BEGIN Input for this task
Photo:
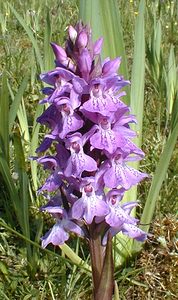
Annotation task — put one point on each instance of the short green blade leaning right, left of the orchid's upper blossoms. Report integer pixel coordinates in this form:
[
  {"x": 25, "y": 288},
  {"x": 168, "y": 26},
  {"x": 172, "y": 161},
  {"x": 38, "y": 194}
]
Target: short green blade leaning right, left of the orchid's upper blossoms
[{"x": 16, "y": 102}]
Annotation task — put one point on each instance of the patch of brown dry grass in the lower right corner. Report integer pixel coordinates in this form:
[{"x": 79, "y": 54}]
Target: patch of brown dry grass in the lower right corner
[{"x": 160, "y": 263}]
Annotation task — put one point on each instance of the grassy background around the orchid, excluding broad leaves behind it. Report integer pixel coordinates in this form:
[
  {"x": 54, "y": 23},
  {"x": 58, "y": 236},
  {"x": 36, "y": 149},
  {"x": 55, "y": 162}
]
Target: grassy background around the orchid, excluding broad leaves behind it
[{"x": 26, "y": 270}]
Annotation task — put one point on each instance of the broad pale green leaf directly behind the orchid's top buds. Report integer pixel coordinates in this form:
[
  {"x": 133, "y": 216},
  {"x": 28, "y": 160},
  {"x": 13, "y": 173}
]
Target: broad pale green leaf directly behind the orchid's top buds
[{"x": 104, "y": 19}]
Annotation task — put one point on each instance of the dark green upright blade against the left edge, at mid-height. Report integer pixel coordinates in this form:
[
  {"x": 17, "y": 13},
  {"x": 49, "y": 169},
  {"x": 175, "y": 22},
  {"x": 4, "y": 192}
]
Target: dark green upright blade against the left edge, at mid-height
[{"x": 4, "y": 118}]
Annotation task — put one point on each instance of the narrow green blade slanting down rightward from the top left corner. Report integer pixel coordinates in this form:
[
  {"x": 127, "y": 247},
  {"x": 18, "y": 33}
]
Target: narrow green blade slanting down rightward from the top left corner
[{"x": 30, "y": 35}]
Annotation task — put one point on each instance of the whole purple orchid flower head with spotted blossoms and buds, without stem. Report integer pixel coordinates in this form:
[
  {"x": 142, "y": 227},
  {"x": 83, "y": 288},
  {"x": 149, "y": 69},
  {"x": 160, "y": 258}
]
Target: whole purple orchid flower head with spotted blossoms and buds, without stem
[{"x": 88, "y": 142}]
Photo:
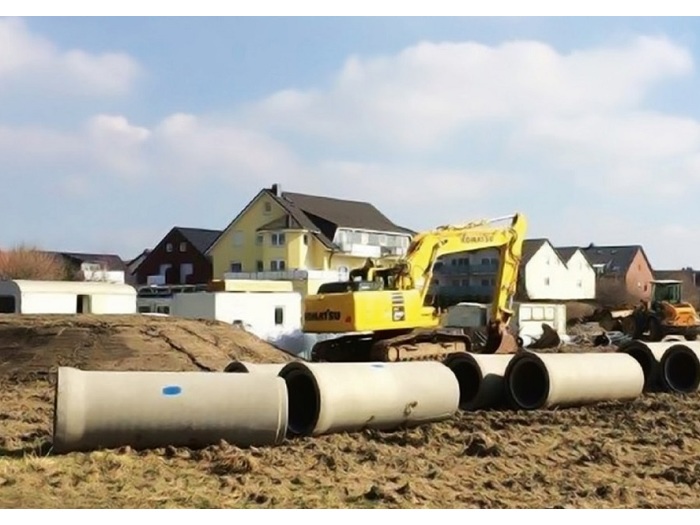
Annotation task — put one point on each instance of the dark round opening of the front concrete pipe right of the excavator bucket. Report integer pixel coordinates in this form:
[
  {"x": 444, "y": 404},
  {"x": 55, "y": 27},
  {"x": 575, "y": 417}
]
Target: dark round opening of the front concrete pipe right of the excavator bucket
[{"x": 528, "y": 382}]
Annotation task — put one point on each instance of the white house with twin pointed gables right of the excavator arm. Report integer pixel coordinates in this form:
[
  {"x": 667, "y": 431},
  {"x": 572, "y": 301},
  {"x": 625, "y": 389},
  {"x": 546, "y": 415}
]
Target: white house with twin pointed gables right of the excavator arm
[{"x": 560, "y": 274}]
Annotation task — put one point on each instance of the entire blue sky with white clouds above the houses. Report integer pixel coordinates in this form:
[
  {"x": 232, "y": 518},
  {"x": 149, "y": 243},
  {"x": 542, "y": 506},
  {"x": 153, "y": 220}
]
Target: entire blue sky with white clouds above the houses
[{"x": 113, "y": 130}]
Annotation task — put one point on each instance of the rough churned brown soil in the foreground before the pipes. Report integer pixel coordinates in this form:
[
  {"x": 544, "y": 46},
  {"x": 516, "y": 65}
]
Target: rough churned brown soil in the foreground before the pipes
[{"x": 635, "y": 454}]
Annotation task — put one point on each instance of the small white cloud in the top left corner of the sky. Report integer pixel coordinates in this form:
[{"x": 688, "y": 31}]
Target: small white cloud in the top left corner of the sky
[{"x": 30, "y": 61}]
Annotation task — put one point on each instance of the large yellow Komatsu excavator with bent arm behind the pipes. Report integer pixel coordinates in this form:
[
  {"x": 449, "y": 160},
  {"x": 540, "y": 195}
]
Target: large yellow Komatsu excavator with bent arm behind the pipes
[{"x": 387, "y": 311}]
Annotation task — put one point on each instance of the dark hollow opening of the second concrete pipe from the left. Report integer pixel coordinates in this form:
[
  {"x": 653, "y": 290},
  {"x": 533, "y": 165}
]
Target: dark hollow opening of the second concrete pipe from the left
[{"x": 304, "y": 398}]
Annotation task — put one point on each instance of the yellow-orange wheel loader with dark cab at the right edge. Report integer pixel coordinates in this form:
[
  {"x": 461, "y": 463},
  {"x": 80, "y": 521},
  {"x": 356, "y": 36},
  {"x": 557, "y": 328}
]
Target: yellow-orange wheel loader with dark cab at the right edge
[{"x": 664, "y": 314}]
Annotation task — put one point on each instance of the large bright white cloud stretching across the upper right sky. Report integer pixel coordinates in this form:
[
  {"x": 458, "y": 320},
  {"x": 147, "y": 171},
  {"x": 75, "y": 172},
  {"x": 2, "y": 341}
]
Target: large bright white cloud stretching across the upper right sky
[{"x": 428, "y": 91}]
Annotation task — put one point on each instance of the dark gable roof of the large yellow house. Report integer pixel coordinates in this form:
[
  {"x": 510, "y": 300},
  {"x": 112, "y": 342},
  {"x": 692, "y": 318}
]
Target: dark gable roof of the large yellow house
[{"x": 321, "y": 216}]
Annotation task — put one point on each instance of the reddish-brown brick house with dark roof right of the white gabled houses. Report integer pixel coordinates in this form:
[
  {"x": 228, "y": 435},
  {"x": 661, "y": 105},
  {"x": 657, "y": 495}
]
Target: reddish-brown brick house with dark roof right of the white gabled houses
[{"x": 623, "y": 273}]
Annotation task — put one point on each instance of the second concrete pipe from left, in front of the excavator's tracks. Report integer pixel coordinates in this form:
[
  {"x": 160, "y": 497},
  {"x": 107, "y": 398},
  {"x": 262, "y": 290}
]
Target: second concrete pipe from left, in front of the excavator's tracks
[{"x": 339, "y": 397}]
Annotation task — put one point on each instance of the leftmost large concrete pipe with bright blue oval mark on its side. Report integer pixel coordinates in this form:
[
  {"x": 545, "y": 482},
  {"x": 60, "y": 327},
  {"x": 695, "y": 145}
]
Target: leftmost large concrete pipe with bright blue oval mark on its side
[{"x": 155, "y": 409}]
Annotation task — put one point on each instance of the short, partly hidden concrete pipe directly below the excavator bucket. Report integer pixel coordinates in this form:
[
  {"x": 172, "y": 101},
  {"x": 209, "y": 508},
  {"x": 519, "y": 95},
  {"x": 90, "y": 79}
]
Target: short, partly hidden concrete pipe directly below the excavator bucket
[{"x": 480, "y": 378}]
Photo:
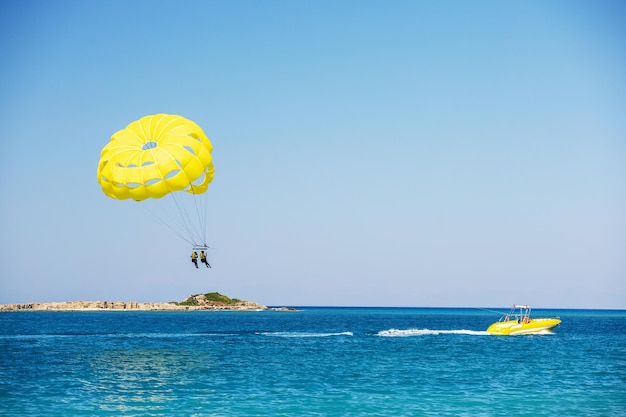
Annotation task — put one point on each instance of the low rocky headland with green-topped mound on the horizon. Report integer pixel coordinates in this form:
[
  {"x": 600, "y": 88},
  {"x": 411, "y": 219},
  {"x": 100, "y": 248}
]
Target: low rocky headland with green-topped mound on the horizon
[{"x": 212, "y": 301}]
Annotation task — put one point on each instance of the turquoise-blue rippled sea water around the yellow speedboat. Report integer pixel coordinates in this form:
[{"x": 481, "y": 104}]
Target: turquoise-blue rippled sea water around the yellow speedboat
[{"x": 318, "y": 361}]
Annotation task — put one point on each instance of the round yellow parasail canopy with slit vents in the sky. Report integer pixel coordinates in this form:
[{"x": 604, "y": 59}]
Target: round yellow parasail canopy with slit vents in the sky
[{"x": 154, "y": 156}]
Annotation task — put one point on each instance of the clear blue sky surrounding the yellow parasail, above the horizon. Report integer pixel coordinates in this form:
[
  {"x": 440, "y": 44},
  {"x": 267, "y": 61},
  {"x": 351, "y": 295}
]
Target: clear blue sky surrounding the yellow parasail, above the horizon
[{"x": 387, "y": 153}]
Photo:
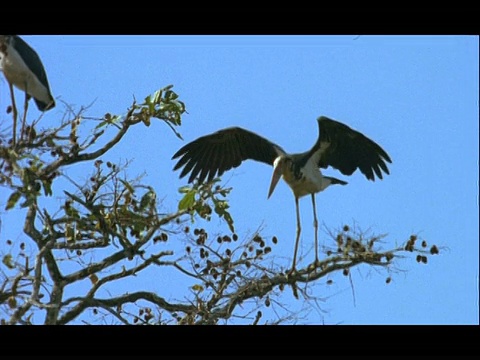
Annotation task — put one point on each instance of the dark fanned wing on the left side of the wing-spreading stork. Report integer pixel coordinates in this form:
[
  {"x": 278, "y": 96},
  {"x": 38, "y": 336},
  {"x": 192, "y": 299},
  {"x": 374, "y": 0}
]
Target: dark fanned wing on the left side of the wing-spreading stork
[{"x": 211, "y": 155}]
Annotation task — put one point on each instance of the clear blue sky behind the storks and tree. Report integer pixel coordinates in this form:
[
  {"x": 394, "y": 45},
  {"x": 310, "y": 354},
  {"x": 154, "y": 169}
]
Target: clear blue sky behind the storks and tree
[{"x": 417, "y": 96}]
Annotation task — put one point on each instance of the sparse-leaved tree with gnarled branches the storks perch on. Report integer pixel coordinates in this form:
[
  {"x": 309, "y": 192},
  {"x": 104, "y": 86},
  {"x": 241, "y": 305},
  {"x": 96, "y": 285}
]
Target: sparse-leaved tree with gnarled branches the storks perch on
[{"x": 110, "y": 229}]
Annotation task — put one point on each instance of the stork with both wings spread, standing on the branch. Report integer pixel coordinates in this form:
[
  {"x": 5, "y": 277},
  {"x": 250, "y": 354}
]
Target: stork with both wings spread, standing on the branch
[{"x": 338, "y": 146}]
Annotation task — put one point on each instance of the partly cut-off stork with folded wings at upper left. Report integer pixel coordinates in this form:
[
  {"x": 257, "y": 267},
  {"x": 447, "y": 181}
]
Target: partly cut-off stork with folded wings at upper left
[{"x": 23, "y": 69}]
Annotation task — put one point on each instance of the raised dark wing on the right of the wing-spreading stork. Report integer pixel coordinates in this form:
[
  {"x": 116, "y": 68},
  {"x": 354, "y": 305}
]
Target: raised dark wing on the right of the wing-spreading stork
[{"x": 348, "y": 150}]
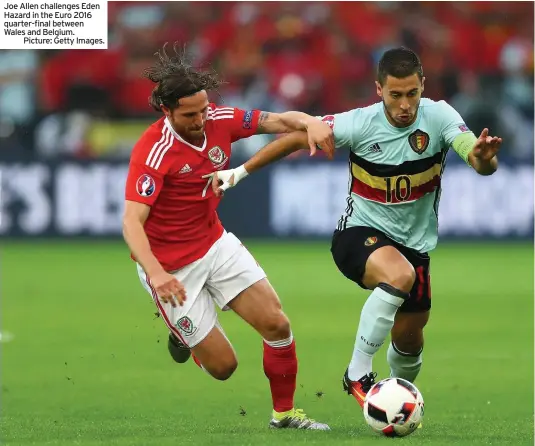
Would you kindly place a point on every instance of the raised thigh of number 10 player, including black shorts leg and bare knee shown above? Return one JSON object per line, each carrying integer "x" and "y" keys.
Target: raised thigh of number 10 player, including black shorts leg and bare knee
{"x": 368, "y": 257}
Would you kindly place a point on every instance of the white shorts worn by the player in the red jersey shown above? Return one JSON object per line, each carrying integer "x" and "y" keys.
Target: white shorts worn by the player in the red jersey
{"x": 226, "y": 270}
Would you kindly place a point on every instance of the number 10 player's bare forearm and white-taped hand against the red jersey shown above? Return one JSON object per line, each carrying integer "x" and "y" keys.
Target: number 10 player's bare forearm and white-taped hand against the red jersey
{"x": 270, "y": 153}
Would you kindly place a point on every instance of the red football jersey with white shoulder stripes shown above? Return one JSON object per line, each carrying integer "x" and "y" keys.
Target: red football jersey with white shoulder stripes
{"x": 166, "y": 173}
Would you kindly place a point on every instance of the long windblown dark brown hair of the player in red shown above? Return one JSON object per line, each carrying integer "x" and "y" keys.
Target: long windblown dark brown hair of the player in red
{"x": 176, "y": 78}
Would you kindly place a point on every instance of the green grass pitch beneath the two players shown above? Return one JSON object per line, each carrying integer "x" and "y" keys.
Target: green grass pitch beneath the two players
{"x": 88, "y": 364}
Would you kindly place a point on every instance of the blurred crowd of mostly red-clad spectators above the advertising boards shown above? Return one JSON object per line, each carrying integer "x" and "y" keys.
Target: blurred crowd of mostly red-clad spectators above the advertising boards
{"x": 317, "y": 57}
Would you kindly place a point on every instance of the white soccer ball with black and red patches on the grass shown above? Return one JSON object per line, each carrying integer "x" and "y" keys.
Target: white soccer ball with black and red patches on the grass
{"x": 394, "y": 407}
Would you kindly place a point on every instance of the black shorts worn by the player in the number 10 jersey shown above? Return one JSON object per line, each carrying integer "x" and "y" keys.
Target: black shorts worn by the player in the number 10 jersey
{"x": 352, "y": 247}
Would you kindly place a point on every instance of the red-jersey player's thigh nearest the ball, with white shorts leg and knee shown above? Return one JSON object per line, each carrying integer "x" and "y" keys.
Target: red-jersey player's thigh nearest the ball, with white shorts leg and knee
{"x": 239, "y": 283}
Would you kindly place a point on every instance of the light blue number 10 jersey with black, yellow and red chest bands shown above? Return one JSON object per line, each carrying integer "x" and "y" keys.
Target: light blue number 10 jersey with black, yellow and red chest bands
END Input for this task
What to do
Please show every line of the records that holds the word "chest".

Answer to the problem
Would you kindly place a point on every instance of the light blue number 10 jersey with black, yellow and red chest bands shown above? Return one JSON object per line, each carrying integer "x" and "y" keys.
Target: light blue number 10 jersey with black, yellow and red chest bands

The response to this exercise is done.